| Supplied data |

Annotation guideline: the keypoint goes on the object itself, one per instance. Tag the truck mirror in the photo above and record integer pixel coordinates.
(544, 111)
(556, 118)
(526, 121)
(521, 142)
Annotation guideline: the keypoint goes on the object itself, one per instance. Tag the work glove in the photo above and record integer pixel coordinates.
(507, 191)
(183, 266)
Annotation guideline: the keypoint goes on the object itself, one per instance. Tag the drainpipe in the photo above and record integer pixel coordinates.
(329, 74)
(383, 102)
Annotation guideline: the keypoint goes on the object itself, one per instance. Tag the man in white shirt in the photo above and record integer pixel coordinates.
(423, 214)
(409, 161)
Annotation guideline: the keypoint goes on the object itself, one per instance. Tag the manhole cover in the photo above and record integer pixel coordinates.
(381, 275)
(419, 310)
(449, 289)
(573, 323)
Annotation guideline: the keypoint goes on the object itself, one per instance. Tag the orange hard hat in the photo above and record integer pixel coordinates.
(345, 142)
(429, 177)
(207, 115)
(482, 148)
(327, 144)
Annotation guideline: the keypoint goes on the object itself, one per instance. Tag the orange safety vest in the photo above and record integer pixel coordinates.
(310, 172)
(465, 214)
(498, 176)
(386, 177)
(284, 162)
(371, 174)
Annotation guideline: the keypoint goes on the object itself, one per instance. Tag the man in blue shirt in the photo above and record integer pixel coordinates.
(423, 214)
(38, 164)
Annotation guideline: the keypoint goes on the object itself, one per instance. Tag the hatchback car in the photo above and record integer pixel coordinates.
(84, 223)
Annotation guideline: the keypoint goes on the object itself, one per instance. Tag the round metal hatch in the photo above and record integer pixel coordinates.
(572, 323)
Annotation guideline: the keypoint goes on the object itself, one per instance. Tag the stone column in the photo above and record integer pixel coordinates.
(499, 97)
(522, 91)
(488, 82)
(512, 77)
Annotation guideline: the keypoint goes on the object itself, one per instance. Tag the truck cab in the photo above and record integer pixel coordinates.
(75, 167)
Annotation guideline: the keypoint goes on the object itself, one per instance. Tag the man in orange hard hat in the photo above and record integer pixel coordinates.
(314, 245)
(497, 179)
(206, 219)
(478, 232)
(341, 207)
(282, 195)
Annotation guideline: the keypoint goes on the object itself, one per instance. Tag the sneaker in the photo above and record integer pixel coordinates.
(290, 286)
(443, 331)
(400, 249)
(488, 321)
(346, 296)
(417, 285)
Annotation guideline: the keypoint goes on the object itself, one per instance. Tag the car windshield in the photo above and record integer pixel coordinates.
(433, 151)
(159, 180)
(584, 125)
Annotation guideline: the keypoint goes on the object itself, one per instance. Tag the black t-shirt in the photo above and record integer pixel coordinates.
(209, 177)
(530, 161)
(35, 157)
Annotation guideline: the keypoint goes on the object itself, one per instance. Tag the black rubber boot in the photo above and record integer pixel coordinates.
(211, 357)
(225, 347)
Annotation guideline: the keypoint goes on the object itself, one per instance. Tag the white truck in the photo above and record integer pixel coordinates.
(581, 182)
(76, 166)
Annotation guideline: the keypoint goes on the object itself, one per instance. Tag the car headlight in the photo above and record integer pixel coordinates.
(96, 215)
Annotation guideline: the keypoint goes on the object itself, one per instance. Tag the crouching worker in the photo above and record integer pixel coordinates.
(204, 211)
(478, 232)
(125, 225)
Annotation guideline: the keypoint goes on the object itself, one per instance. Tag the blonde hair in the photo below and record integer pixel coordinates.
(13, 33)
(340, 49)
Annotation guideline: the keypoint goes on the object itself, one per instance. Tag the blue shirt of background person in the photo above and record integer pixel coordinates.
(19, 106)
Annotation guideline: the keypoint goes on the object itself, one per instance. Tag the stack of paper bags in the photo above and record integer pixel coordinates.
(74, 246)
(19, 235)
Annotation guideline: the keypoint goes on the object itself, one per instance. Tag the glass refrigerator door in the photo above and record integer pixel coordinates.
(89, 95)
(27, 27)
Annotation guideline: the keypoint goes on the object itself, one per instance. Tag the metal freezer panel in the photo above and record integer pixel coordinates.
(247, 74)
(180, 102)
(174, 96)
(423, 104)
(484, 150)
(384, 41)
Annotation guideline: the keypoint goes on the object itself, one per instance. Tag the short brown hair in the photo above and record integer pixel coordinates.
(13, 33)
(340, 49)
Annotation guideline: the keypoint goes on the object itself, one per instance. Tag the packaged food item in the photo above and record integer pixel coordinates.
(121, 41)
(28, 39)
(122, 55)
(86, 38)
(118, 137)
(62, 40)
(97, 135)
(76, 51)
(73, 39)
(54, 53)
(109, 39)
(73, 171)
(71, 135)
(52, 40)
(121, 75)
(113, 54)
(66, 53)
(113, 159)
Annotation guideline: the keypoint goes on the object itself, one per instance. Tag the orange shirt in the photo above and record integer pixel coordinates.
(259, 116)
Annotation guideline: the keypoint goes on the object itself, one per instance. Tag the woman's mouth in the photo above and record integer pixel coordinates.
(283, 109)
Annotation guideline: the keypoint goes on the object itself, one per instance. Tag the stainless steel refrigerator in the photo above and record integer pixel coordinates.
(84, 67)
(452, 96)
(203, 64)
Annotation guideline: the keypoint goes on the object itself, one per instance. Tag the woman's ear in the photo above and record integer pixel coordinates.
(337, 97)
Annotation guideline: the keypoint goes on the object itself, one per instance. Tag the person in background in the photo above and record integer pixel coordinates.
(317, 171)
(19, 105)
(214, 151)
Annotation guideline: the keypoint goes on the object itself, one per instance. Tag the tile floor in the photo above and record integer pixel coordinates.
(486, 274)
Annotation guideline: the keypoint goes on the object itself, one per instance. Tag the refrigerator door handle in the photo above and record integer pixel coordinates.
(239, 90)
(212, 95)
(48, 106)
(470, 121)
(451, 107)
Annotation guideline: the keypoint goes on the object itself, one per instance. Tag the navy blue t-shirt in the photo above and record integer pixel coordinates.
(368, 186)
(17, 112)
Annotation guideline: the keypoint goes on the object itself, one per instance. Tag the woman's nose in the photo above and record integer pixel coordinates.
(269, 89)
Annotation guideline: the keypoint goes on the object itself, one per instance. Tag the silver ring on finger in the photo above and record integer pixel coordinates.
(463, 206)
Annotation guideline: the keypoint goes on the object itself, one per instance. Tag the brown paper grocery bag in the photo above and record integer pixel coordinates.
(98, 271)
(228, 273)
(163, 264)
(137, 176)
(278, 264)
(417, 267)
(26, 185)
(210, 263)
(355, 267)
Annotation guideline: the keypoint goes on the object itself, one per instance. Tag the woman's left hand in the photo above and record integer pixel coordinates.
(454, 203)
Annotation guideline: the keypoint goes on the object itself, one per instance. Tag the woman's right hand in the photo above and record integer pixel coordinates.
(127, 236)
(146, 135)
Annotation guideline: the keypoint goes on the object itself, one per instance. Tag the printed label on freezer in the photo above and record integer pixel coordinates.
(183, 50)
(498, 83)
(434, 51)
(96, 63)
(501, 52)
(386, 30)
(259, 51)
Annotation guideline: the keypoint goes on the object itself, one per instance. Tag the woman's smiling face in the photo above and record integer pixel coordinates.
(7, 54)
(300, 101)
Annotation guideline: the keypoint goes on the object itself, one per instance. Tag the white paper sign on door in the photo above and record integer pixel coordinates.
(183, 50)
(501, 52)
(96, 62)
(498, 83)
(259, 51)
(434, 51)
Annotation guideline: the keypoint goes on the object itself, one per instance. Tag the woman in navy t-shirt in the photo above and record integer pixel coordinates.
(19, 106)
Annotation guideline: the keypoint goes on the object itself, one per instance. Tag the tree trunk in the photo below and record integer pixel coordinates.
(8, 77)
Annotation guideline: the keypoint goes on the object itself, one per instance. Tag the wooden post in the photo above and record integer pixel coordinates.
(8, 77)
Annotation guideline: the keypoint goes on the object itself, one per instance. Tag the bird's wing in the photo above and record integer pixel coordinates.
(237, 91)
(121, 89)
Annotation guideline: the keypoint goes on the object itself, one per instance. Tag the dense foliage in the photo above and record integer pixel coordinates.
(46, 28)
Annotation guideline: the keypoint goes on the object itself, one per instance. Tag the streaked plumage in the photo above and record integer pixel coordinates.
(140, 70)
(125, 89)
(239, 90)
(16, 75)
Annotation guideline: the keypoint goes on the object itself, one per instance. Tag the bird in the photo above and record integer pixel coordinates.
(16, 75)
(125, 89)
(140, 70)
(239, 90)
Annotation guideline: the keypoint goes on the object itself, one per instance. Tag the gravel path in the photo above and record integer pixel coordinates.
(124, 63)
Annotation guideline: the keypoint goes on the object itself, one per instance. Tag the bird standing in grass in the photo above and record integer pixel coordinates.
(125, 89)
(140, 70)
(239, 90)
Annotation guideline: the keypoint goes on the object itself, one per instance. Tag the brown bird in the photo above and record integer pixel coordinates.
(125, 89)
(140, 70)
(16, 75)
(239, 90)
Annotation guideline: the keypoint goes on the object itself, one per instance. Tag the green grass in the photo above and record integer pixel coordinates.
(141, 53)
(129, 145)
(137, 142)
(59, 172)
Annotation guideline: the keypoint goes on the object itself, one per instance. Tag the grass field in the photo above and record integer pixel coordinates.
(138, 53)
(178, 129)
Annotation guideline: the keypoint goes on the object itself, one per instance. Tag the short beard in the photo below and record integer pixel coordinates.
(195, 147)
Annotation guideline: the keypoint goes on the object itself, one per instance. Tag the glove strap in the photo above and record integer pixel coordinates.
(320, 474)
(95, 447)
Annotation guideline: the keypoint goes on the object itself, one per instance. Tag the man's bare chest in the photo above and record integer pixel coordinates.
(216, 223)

| Instructions for the task |
Update everything from the line containing "Tag the glove" down through the end of the records, replacing "integer" with "whole-number" and leaving the rest unchanged.

| Exercise result |
Annotation guideline: the keypoint goes on the object itself, one per instance. Tag the glove strap in the photo above and record whole-number pixel coordinates.
(320, 474)
(95, 447)
Annotation guideline: the keypoint goes on the object itself, one per instance. Tag the man's bare chest in the photo above and record whole-number pixel coordinates.
(216, 223)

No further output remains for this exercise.